Reading text:
My technology career began at an unconventional incubator — the Brewhouse Grill in Hermosa Beach, Calif. Fresh out of college, I worked there as a waitress. And while that profession may seem far removed from my present career as a tech executive, I consistently draw upon the experiences and lessons of that first job.
In fact, I’m now chief operating executive of Snagajob, the nation’s largest marketplace connecting hourly workers and employers in the service industry. And, recently, in honor of Employee Appreciation Day, we strove to expand our company leadership’s internal and professional boundaries by having these leaders walk in the shoes of our customers for a day.
That’s right: Our executive team literally stepped out of our executive roles and into the hourly workforce outside our company (a different spin from Undercover Boss). In our ongoing effort to build meaningful experiences for hourly employees by understanding our customers, we took on hourly shifts right alongside them. Each of us chose a local employer that most resembled the first job each of us had had in order to reconnect — and in some cases relearn — a position that shaped us as people.
That’s how our CEO flipped burgers at a local Five Guys. I, meanwhile, joined the team at the restaurant/pub chain The Greene Turtle as a bartender and server. I was curious to see if I still had what it takes to keep up with the fast-paced world of restaurant work, and how my experience as a technology executive might help me rise to that challenge.
Instead, I found it was the other way around: Over the course of my shift, I learned exactly how being an hourly worker and waitress prepared me to be a successful product manager and company leader. Here are four key lessons every executive can learn from hourly work and take back to his or her corner office.
1. Get into your customer’s head — and shoes.
I walked into The Greene Turtle a little intimidated by what looked like a pretty packed house, only to learn from my new co-workers that this was nothing compared to when sports events are on. During my shift, I experienced what motivates, frustrates and inspires our core customer, the hourly worker.

Entries supplied:
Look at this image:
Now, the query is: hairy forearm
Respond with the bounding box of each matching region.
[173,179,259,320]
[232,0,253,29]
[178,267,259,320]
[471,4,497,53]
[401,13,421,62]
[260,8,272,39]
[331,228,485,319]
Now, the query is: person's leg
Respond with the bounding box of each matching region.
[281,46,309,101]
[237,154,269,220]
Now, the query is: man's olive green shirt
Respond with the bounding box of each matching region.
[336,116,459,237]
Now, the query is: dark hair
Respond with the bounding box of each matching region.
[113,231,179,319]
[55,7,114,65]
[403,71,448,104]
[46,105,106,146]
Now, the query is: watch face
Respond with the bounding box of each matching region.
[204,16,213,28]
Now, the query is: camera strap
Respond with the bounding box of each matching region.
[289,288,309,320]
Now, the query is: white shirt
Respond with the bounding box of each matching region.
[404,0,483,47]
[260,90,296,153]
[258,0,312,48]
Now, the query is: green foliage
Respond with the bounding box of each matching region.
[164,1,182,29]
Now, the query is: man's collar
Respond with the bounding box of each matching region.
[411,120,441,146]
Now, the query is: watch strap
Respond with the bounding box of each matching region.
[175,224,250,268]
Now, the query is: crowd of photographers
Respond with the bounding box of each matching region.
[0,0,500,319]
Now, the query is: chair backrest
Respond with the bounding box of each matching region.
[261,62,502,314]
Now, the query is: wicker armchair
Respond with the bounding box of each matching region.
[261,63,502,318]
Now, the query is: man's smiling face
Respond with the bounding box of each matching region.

Task to complete: Continue the article about executives working hourly shifts, beginning right after its final sentence.

Answer area:
My favorite part was getting to connect with each employee and learn about who they were — a full-time student working to complete his business degree, and a mother working to support her 5-year-old daughter. Through their stories, I was able to see firsthand how these people approached their hourly job, what they got from the experience and how they handled challenges. This learning reinforced my own day-to-day mission: to create seamless technology that puts people into the right-fit positions so they can maximize their potential and lead more fulfilling lives.
I spend a lot of time thinking about the needs and behaviors of our customers — the hourly workers and employers who use our software and online platforms. But I rarely have the chance to live their experience, and I was reminded just how important this kind of regular connection is with our customers.
2. Hospitality is important in all aspects of business.
While the “hospitality” industry is a clearly defined sector, my shift at The Greene Turtle illustrated how hospitality underlines all industries. The staff were generous with their time and expertise, training and guiding me through every step of my hourly shift. Even as the line at the bar stretched longer and the customers’ demands grew louder, my crew helped keep me calm under the pressure.
This particular team had a strong rapport with one another, and their warm, welcoming attitude radiated in their interactions both with each other and with their customers — even the demanding ones. Every minute, each team member skillfully observed the restaurant to see if a customer or fellow worker might need special attention — a top hospitality sector skill which optimizes the dining experience for customers, creates a safer environment for workers and vastly improves efficiency.
The conscientious care that The Greene Turtle staff brought to their jobs was incredibly valuable — and transferable — to any sector and across business settings. I returned to my office the next day vowing to bring that same focus on hospitality into my own workplace. Do my product team members have everything they need to succeed? Am I doing everything I can to show my appreciation for my employees, both individually and as a team? Do I offer enough personal training and guidance?
3. Hourly work is hard work.
Hourly work, whether it involves pouring beers as a bartender or driving for Lyft, takes concentration, dedication and skill. I was embarrassed to discover on my shift that, despite my past experience as a waitress, I struggled to properly pour a beer. As my overly-foamed pint illustrated, restaurant work requires intense concentration, attention to detail and patience.
The hundreds of tasks I saw hourly workers perform simultaneously renewed my appreciation for the collaborative multitasking required of us in all of our jobs. Serving in a restaurant is at its core a human interaction, and the last thing we want technology to do is get in the way of people connecting with one other. Back in my own office, I thought about how I could better guide and encourage collaboration among our engineers and designers as they create new features and products that enhance and simplify our customers’ lives.